### EXCERPTED DATA
* Begin *

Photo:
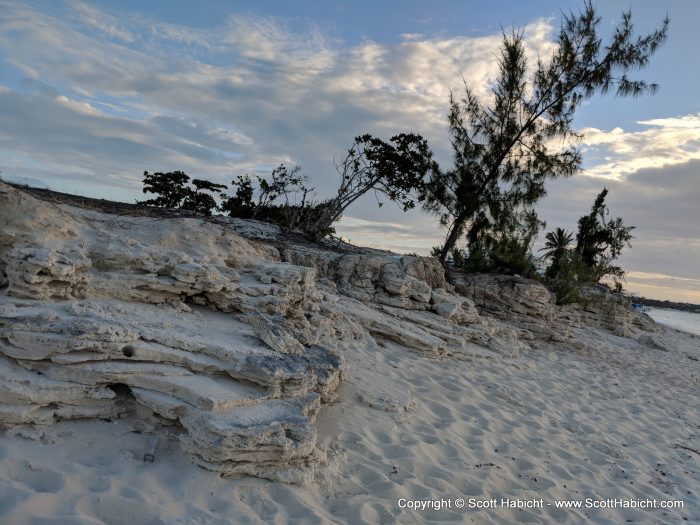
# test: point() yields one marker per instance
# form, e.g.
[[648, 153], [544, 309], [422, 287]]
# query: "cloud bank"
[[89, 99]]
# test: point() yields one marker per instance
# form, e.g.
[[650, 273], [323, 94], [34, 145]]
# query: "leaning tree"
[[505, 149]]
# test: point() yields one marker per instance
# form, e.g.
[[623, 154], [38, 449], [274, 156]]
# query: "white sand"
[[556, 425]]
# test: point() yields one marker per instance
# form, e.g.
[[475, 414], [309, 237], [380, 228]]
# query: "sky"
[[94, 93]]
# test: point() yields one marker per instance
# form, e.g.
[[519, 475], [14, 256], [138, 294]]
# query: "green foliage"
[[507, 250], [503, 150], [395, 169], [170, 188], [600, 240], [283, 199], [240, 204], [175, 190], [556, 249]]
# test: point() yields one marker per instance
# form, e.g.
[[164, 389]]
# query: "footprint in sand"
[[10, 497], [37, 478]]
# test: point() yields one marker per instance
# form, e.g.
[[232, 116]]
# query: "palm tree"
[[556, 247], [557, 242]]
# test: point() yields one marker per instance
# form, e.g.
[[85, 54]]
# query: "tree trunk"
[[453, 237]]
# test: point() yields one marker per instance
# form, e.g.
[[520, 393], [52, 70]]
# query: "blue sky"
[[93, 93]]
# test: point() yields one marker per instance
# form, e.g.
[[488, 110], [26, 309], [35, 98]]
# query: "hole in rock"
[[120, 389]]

* End *
* Begin *

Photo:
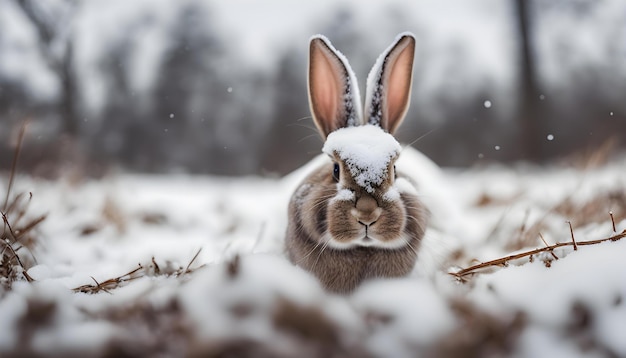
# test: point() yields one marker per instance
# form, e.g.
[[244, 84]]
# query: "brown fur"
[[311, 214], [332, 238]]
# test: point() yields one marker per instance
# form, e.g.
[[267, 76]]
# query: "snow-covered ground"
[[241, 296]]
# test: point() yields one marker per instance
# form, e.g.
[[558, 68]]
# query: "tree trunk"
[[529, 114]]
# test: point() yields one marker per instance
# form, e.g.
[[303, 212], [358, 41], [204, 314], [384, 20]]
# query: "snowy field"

* End *

### EXERCISE GOAL
Find each line in the records above that contains the word "sand", and copy those lines.

### SOLUTION FOR THIS PROBLEM
# query: "white sand"
# query: "footprint in sand"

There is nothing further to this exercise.